====== Listed entries
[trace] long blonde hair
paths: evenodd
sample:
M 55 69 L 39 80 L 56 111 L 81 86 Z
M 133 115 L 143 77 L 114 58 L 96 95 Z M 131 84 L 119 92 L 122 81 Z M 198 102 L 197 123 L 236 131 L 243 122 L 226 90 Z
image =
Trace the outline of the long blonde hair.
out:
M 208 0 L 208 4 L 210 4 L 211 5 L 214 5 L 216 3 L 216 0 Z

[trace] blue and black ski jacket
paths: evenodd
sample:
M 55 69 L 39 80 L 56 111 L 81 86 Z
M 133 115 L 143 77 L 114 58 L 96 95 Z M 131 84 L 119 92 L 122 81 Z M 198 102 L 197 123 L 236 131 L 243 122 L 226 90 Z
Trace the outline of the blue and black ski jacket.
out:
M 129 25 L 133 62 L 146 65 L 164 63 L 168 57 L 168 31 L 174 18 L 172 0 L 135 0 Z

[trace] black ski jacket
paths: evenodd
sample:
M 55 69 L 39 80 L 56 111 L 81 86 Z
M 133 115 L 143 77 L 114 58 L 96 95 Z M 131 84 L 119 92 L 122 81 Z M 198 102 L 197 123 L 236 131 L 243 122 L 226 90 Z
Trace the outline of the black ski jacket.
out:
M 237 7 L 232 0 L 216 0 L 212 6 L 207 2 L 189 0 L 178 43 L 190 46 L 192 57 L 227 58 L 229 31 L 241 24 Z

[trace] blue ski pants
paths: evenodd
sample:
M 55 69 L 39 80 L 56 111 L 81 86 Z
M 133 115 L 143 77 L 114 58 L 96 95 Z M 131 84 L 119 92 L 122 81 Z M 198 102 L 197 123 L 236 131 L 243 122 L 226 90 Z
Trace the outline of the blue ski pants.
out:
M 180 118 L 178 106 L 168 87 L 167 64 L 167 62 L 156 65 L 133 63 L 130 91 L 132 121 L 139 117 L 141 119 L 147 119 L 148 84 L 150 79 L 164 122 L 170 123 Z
============
* [Instruction]:
Extract the full set of entries word for word.

* [Result for this task]:
[trace] long blonde hair
paths: evenodd
sample:
M 55 69 L 39 80 L 56 111 L 81 86 Z
M 133 115 L 143 77 L 114 58 L 96 95 Z M 131 84 L 119 92 L 122 81 Z M 198 102 L 197 123 L 236 131 L 243 122 L 226 90 Z
image =
Trace the outline of the long blonde hair.
out:
M 208 0 L 208 4 L 210 4 L 211 5 L 214 5 L 216 3 L 216 0 Z

[trace] blue and black ski jacket
paths: evenodd
sample:
M 55 69 L 39 80 L 56 111 L 81 86 Z
M 133 115 L 143 77 L 114 58 L 96 95 Z M 131 84 L 119 92 L 122 81 Z M 198 102 L 197 123 L 236 131 L 243 122 L 226 90 Z
Trace the outline of the blue and black ski jacket.
out:
M 129 25 L 133 62 L 146 65 L 164 63 L 168 57 L 168 31 L 174 18 L 172 0 L 135 0 Z

[trace] black ski jacket
paths: evenodd
sample:
M 55 69 L 39 80 L 56 111 L 81 86 Z
M 133 115 L 143 77 L 114 58 L 96 95 Z M 131 84 L 119 92 L 122 81 Z M 198 102 L 197 123 L 236 131 L 243 122 L 226 90 Z
Trace the outline of the black ski jacket.
out:
M 237 7 L 232 0 L 216 0 L 212 6 L 207 2 L 189 0 L 178 43 L 190 46 L 192 57 L 227 58 L 229 31 L 241 24 Z

[trace] blue ski pants
paths: evenodd
sample:
M 55 69 L 39 80 L 56 111 L 81 86 Z
M 133 115 L 143 77 L 114 58 L 96 95 Z M 131 84 L 119 92 L 122 81 Z M 198 102 L 197 123 L 236 131 L 243 122 L 226 90 Z
Trace the outline of the blue ski pants.
out:
M 180 118 L 178 106 L 168 87 L 167 64 L 167 62 L 156 65 L 133 63 L 130 91 L 132 121 L 139 117 L 141 119 L 147 119 L 148 84 L 150 79 L 164 122 L 170 123 Z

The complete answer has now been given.